» TRY IT:
In the records below, find the lines that include "green" and copy each.

(Stored data entries)
-------------------------

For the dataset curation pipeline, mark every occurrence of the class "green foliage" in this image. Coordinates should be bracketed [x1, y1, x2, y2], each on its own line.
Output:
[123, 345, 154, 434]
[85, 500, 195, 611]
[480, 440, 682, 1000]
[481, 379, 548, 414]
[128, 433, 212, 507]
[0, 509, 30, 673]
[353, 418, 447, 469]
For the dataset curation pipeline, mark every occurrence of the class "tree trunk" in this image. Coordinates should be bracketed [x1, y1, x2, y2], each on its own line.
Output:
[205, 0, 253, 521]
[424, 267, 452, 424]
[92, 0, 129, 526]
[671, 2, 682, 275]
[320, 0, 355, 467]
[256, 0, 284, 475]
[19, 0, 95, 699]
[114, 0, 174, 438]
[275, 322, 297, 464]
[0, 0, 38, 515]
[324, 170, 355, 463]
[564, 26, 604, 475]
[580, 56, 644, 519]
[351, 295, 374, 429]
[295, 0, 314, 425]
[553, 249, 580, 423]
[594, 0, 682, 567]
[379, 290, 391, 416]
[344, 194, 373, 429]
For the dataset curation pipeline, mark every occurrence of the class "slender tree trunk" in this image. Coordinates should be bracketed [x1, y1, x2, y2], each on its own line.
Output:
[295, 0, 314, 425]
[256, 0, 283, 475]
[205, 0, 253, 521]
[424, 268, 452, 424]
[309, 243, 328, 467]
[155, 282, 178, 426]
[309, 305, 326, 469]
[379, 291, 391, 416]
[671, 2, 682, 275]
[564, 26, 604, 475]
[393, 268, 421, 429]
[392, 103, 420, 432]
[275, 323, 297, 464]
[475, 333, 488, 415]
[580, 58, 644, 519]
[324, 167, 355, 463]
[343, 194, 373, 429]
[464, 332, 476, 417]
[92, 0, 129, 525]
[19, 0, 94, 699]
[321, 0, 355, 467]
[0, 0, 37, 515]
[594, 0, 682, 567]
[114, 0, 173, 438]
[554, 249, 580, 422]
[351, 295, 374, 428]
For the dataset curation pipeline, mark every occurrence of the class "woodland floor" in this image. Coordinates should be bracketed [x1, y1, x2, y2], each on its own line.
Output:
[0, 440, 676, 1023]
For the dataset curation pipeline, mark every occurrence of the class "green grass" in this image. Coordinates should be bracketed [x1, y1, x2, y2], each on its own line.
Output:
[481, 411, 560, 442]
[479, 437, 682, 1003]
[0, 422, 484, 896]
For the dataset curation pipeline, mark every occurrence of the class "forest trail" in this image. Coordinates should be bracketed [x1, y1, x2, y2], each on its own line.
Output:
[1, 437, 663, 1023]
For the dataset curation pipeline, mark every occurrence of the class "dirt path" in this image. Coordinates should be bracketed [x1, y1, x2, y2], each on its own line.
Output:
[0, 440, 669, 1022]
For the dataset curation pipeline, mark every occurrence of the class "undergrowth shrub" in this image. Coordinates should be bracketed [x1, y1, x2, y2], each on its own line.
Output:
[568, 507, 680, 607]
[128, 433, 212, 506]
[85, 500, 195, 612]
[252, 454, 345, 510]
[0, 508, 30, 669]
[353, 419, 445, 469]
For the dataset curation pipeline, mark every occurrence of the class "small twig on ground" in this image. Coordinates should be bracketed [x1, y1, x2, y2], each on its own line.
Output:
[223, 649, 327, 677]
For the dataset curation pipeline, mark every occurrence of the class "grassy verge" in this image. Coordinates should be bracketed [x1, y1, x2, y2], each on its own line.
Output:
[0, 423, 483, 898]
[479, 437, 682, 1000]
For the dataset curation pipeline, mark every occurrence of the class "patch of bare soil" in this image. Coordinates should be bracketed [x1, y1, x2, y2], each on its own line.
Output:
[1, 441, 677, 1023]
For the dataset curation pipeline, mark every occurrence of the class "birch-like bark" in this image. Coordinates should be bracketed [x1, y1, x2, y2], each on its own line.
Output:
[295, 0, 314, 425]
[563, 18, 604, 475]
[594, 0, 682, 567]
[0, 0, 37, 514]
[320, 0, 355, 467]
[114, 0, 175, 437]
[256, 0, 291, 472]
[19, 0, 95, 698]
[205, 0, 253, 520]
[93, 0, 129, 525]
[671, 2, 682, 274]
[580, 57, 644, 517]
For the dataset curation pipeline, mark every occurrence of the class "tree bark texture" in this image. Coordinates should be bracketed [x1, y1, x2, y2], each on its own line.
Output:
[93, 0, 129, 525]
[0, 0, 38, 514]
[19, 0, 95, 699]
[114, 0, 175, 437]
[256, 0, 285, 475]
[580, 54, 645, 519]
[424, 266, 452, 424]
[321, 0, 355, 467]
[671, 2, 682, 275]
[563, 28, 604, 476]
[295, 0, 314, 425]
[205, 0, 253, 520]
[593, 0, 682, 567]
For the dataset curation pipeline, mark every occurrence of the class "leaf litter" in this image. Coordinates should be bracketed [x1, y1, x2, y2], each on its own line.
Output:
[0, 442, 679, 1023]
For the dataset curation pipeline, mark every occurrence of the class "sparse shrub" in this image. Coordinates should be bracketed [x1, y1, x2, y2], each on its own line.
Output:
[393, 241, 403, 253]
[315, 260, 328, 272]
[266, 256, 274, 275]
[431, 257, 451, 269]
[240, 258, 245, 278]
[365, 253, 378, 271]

-------------------------

» SOLUTION FOR THIS EXERCISE:
For the dataset curation pipeline, mark every occurrence of the class "green foliage" in this image. Coordinates should be bracketed [x1, y1, x2, y2], each on its own line.
For the dataset curation pipeline, mark every occurrence of the class "green grass" in this image. Coordinates should be bracketed [x1, y1, x2, y2], each on its own line.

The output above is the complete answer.